▶ _Selected passage_:
○ ○ ○ ○
As open as I have been about my struggle with depression, I find there are still things I kind of hide on a daily basis. Its not really hiding, it more just sucking it up so one has to be bothered by what I am dealing with.
A couple months ago my anti depressant stopped working. It just stopped. Out of nowhere, all of those old quiet symptoms of a dark depressive episode started to sneak its way in. This time I was prepared though. I see a doctor regularly and I am very open and clear with my husband when things are getting a little out of control. My doctor was fairly certain my meds just stopped working. I didn’t even know that was a possibility. After not much discussion I decided to try a new med. This means I needed to ween myself off my old med.
I was open to the idea of the new med (Wellbutrin) . Of course I read up on the side effects…they were essentially 1. Suppressed appetite, 2. increase in energy and 3. no sexual side effects. (there are many other possible side effects but these are the three that stood out. ) Essentially I would lose weight, not be so tired all the time AND actually want to have sex. Sign me up.
I started a low dose right away and was very much looking forward to feeling better. What I didn’t anticipate however was my body’s reaction to getting off the former medication. It proved to be extremely difficult. Difficult as in extreme dry mouth, dizziness and complete confusion. Like I went to the gas station to get gas and couldn’t figure out how to get gas. (I shouldn’t have been driving!!!)
As I was in this state…I was also co -producing and speaking at a Mental Health Awareness event. My brain was severely needed.
It was a bit scary because I was unsure how long my brain was going to remain in such a state and part of me was scared that I was never going to get my brain back.
○ ○ ○ ○
▶ _Work task 1_: In the post about switching antidepressants, what new medication does the writer start taking?
▶ _Work task 2_: Pick up the post about switching antidepressants after its final sentence and keep writing it.

▶ _Data for review_:
○ ○ ○ ○
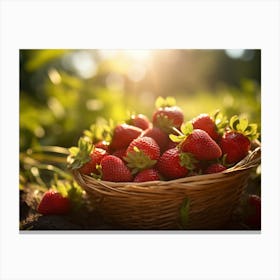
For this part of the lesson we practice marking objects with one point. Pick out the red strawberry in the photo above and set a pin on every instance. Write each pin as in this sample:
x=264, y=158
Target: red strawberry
x=147, y=175
x=102, y=145
x=206, y=123
x=140, y=121
x=95, y=159
x=172, y=164
x=235, y=146
x=120, y=153
x=215, y=168
x=142, y=153
x=123, y=134
x=253, y=213
x=53, y=203
x=113, y=169
x=158, y=135
x=167, y=115
x=201, y=145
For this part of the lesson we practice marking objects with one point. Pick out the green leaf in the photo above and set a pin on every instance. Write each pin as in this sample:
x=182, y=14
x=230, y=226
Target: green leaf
x=159, y=102
x=233, y=122
x=188, y=160
x=243, y=124
x=187, y=128
x=73, y=151
x=176, y=138
x=184, y=213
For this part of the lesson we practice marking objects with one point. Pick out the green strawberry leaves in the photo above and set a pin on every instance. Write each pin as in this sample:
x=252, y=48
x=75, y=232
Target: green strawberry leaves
x=186, y=129
x=79, y=155
x=138, y=160
x=242, y=125
x=101, y=131
x=188, y=160
x=71, y=190
x=220, y=120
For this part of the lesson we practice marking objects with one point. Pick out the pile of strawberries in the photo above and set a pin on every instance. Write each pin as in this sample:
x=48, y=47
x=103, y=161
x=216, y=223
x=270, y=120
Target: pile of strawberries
x=165, y=148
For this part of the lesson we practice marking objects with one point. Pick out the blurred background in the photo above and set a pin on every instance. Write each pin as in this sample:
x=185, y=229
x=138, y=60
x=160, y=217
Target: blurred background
x=62, y=92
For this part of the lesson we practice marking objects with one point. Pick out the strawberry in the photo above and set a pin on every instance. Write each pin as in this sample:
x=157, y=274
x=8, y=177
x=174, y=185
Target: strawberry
x=167, y=114
x=120, y=153
x=53, y=203
x=171, y=144
x=158, y=135
x=142, y=153
x=85, y=157
x=147, y=175
x=236, y=141
x=253, y=212
x=113, y=169
x=198, y=143
x=212, y=125
x=140, y=121
x=123, y=134
x=95, y=159
x=173, y=164
x=102, y=145
x=215, y=168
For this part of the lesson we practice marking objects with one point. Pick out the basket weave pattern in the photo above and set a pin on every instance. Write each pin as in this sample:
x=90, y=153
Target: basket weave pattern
x=156, y=205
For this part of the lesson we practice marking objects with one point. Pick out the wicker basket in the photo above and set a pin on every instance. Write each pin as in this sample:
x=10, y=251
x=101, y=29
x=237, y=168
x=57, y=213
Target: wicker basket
x=158, y=204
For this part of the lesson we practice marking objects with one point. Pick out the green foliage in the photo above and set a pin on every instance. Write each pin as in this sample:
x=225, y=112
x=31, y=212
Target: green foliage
x=58, y=106
x=79, y=155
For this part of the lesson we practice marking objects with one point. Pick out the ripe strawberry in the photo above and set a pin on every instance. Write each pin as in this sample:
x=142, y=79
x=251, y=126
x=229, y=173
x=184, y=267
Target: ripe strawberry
x=201, y=145
x=140, y=121
x=95, y=159
x=147, y=175
x=123, y=134
x=142, y=153
x=173, y=164
x=120, y=153
x=253, y=212
x=158, y=135
x=113, y=169
x=167, y=114
x=102, y=145
x=53, y=203
x=206, y=123
x=236, y=141
x=215, y=168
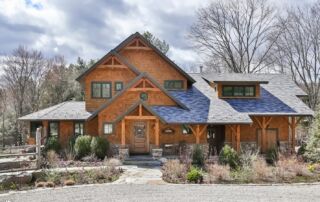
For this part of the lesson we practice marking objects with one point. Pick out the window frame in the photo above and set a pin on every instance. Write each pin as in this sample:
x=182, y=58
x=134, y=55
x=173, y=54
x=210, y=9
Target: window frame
x=244, y=91
x=101, y=89
x=112, y=128
x=74, y=127
x=115, y=85
x=165, y=84
x=58, y=129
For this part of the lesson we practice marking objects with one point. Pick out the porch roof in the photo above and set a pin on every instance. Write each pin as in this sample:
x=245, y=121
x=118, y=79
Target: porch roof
x=71, y=110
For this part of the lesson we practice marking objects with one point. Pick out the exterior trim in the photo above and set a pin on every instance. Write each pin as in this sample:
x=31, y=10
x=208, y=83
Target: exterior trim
x=133, y=107
x=101, y=82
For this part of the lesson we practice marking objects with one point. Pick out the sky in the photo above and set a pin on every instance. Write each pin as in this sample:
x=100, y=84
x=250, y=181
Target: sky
x=91, y=28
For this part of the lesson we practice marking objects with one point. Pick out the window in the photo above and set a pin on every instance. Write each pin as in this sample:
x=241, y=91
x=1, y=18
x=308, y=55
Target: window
x=33, y=128
x=108, y=128
x=186, y=130
x=53, y=129
x=78, y=128
x=118, y=86
x=101, y=90
x=173, y=84
x=238, y=91
x=144, y=96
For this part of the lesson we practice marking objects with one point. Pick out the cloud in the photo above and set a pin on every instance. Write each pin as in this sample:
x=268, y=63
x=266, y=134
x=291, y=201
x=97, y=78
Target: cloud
x=90, y=28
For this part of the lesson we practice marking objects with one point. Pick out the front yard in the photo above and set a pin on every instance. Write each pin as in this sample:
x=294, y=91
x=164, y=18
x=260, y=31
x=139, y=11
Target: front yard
x=248, y=167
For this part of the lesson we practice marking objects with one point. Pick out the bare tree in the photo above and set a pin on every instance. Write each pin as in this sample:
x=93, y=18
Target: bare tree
x=236, y=33
x=22, y=73
x=297, y=49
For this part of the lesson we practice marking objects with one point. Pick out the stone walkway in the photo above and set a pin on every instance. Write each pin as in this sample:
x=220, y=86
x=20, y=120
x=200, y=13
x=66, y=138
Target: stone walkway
x=140, y=175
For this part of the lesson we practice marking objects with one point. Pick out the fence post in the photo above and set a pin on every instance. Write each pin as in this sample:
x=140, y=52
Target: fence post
x=38, y=147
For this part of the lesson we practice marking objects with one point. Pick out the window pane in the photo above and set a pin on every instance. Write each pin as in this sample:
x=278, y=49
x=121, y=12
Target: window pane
x=173, y=85
x=238, y=91
x=106, y=90
x=227, y=91
x=249, y=91
x=96, y=90
x=53, y=129
x=78, y=129
x=108, y=128
x=118, y=86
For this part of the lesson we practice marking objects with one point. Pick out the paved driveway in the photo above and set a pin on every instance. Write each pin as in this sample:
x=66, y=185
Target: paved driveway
x=168, y=192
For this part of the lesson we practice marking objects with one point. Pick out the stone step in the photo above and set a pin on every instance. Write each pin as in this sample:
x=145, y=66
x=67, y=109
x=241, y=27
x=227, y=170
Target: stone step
x=142, y=161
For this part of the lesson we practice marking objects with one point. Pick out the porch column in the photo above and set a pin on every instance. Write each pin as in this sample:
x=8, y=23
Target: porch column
x=156, y=132
x=123, y=133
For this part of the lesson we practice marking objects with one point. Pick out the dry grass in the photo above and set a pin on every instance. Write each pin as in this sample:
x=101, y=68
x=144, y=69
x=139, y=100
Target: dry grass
x=174, y=171
x=289, y=167
x=53, y=159
x=217, y=173
x=261, y=171
x=69, y=182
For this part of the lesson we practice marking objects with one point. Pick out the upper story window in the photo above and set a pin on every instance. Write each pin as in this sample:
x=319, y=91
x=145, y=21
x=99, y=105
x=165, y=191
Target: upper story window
x=173, y=84
x=101, y=89
x=78, y=128
x=238, y=91
x=118, y=86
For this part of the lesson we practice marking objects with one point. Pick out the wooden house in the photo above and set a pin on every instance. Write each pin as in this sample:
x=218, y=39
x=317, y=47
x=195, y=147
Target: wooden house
x=141, y=101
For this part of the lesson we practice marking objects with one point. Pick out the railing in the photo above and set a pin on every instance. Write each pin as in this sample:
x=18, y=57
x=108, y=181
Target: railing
x=21, y=151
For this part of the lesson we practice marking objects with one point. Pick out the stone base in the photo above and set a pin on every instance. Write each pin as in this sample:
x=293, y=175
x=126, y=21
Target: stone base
x=156, y=153
x=123, y=153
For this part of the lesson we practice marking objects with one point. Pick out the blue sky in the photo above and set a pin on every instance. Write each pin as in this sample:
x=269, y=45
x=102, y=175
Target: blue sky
x=90, y=28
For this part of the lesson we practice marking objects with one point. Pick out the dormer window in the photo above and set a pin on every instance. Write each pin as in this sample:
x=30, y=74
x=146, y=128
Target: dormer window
x=238, y=91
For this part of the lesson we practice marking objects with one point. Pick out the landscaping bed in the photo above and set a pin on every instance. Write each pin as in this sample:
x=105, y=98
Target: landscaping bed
x=60, y=177
x=249, y=167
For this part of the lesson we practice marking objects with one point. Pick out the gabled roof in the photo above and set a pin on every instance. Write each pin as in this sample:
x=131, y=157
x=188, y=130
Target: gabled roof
x=277, y=97
x=131, y=84
x=163, y=56
x=111, y=53
x=133, y=107
x=71, y=110
x=233, y=77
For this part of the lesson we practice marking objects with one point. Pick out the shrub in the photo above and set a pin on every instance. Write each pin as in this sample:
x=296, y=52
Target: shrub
x=99, y=147
x=52, y=158
x=217, y=173
x=82, y=146
x=261, y=171
x=195, y=175
x=52, y=144
x=174, y=171
x=198, y=156
x=272, y=156
x=229, y=156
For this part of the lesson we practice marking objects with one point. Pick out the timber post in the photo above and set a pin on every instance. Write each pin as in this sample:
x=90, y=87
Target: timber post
x=38, y=146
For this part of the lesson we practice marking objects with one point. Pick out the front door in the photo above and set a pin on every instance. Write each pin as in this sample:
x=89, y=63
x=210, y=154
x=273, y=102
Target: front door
x=139, y=137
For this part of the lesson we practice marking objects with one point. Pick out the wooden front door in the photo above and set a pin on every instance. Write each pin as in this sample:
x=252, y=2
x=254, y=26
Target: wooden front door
x=270, y=140
x=139, y=137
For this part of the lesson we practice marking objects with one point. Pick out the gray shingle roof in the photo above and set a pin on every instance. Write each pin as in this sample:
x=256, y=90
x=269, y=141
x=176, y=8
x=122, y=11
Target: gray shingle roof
x=233, y=77
x=71, y=110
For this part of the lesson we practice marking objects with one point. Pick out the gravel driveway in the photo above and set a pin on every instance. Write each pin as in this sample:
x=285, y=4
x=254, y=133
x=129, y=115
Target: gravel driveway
x=169, y=192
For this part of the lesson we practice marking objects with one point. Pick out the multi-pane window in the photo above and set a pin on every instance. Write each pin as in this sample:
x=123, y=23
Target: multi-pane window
x=108, y=128
x=118, y=86
x=78, y=128
x=238, y=91
x=173, y=84
x=101, y=90
x=53, y=129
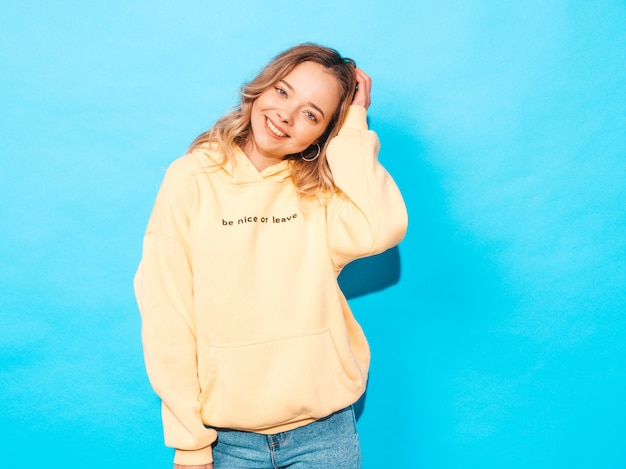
○ ○ ○ ○
▶ _Task result 1_: Wellbutrin.

▶ _Task result 2_:
At the event I just kind of hung in the background (a place a tend to hang out anyway) so I am not sure anyone could tell. I mentioned my state of mind to the other producers of the event and they had my back…. But when it was my turn to speak.. I unexpectedly opened up. I figured, if anyone was going to be understanding about me being crazy in this moment it would be 125 people who just paid $50 to raise money to end the stigma of mental illness.
I can not remember a thing from that night. I am sure I had conversations and connected with new people but unfortunately it is all a bit of a fog for me. All I remember is that I felt a lot of support, a bit paranoid and so unbelievably thirsty!!!!
In the past I would most certainly hide this mental state, but that night I just owned it. I let go of the idea of looking good, I was somehow ok letting everyone see my crazy.
Now, I realize you have to hide your crazy sometimes. Some people and employers and family just don’t understand. I think the trick is to find your people, with like minds, so you don’t have to hide the crazy you can just embrace it.